# EXTRAIT DU TEXTE:
Un projet pour explorer comment les communs transforment l’action publique en Europe
Le bouillonnement de communs barcelonais – interview des voyageurs

En octobre 2019, nous avons profité du festival Brest en communs pour tenir notre première session de croisements des trois premiers voyages d’études (en Italie du nord, en Belgique et en Espagne). A cette occasion, nous avons demandé aux participants des premières mobilités de nous raconter ce qui a fait le sel de leurs voyages, histoire de voyager un peu avec eux, nous aussi. 

Pour l’Espagne, Solenn Balbous de la ville de Brest et Laura Pandelle, 27e Région se sont prêtées au jeu, interviewée par Benoit Vallauri, Ti Lab et rejoint au fil des échanges par les participants à la journée.

Dans quel contexte êtes-vous partis en Espagne? 

Laura Pandelle : Ce voyage sur les communs a eu lieu en pleine élection municipale à Barcelone. Particulièrement intéressant car c’était la fin d’une mandature très marquée sur les communs et où la maire sortante, Ada Colau, de Barcelone en Commun, était en train de perdre sa mandature : incertitude sur l’avenir de la mairie. On est donc arrivé à l’heure du bilan et on a pu questionner les acteurs locaux sur ce qu’avait donné cette mandature : est-ce que Barcelone en commun a tenu ses promesses ? 

Pour rappeler un peu le contexte, le mouvement des communs est inscrit dans une lutte sociale, qui vient du mouvement des indignés ou mouvement 15M (années 2008-2011) contre la pression de la dette. Un courant d’activistes se mobilise et bascule vers l’ESS et commence à mettre en place des outils pour permettre une innovation sociale plus proactive, à l’image de Goteo qui a été un des acteurs qui nous accueilli pendant ce voyage. Goteo est une plateforme de financement participatif dont les membres sont très proches de l’équipe municipale qui a porté la mandature d’Ada Colau. Et ils ont participé ensemble aux luttes sociales de 2011 [voir aussi un podcast france culture sur revenant sur la prise de pouvoir du mouvement en 2014]. 

Enfin, il faut ajouter à cela que la catalogne est un terrain coopérativiste, avec une histoire extrêmement forte de coopération qui renait aujourd’hui. 

C’était donc pour nous l’occasion de faire le bilan et de questionner : comment la ville s’est engagé sur les communs ? et comment la société civile a pris le train en marche et s’est engagée également ?

Est-ce que vous pouvez préciser ce que fait Goteo ? Quel est son rôle par rapport à l’acteur public? Est-ce qu’ils sont intermédiaires?

# LIGNES FOURNIES:
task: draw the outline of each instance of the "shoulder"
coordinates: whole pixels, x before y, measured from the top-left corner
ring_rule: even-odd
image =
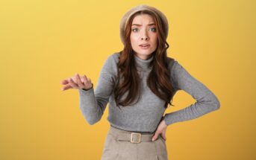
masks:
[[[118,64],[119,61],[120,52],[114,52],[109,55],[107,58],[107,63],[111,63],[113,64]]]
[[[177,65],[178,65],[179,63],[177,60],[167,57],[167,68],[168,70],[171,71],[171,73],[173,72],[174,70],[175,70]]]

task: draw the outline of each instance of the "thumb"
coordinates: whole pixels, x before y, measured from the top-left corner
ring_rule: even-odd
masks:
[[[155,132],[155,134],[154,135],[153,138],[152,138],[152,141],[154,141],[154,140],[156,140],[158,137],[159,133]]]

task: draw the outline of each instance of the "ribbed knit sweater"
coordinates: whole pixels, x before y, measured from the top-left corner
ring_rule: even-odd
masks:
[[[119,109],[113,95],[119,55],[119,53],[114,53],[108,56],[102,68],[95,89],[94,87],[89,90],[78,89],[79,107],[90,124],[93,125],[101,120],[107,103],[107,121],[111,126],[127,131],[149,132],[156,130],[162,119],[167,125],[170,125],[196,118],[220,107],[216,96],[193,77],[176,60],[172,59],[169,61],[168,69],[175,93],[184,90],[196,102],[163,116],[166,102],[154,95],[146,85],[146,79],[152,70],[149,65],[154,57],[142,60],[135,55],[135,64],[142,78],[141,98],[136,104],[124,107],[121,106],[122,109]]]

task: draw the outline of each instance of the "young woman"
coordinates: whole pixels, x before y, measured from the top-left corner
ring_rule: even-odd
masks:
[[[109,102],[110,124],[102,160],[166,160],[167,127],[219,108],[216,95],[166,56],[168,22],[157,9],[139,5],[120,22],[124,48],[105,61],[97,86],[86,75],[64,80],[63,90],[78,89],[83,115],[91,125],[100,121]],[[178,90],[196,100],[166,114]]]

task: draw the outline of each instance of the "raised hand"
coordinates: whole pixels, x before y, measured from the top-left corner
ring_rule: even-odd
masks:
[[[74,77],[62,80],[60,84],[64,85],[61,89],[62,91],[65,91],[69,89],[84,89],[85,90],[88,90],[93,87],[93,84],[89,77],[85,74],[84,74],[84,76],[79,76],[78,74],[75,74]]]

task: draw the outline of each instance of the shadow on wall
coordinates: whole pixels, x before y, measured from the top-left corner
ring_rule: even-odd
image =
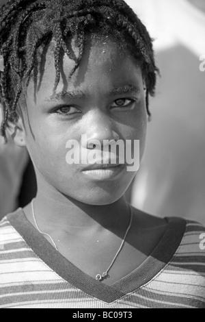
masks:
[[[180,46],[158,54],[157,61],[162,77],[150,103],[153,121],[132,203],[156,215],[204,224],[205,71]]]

# CONSIGNE:
Prolongez l'entretien sur les communs barcelonais au-delà de sa dernière phrase. Les lignes n'ont aucun lien avec l'entretien sur les communs barcelonais.

# RÉPONSE:
Laura : Goteo est une nouvelle génération de structure de l’ESS qui à la fois s’ancre dans une lutte sociale très populaire et en même temps, se positionne sur un côté plus institutionnel comme proposant de nouvelles ingénieries de montage de projet. 

Concrètement, ils aident à lever des financements citoyens pour des initiatives citoyennes de toute sorte : pas que des communs, ils ont définition plus large autour de l’innovation sociale.  

Solenn : Ils essayaient de soutenir des projets qui se seraient noyé sur d’autres plateformes de financement participatif, des projets avec des gens qui avaient peu de réseau, etc.

Laura : Goteo s’appuie sur la ville de Barcelone : le deal est que, dans certains cas, la ville double le financement qui est levé par la population : c’est le principe de match funding. Cela place Goteo comme un acteur intermédiaire qui met la collectivité face à un engagement à financer des projets d’innovation sociale.  Mais le fait que les personnes qui portent Goteo soient proches des élus locaux, qu’ils se soient fédérés autour du mouvement des 15M joue beaucoup.  On a compris que le match funding ne s’appliquait que dans certains cas de figure : quand la mairie de Barcelone fait un appel à projet, dans le cadre de Barcelona Activa.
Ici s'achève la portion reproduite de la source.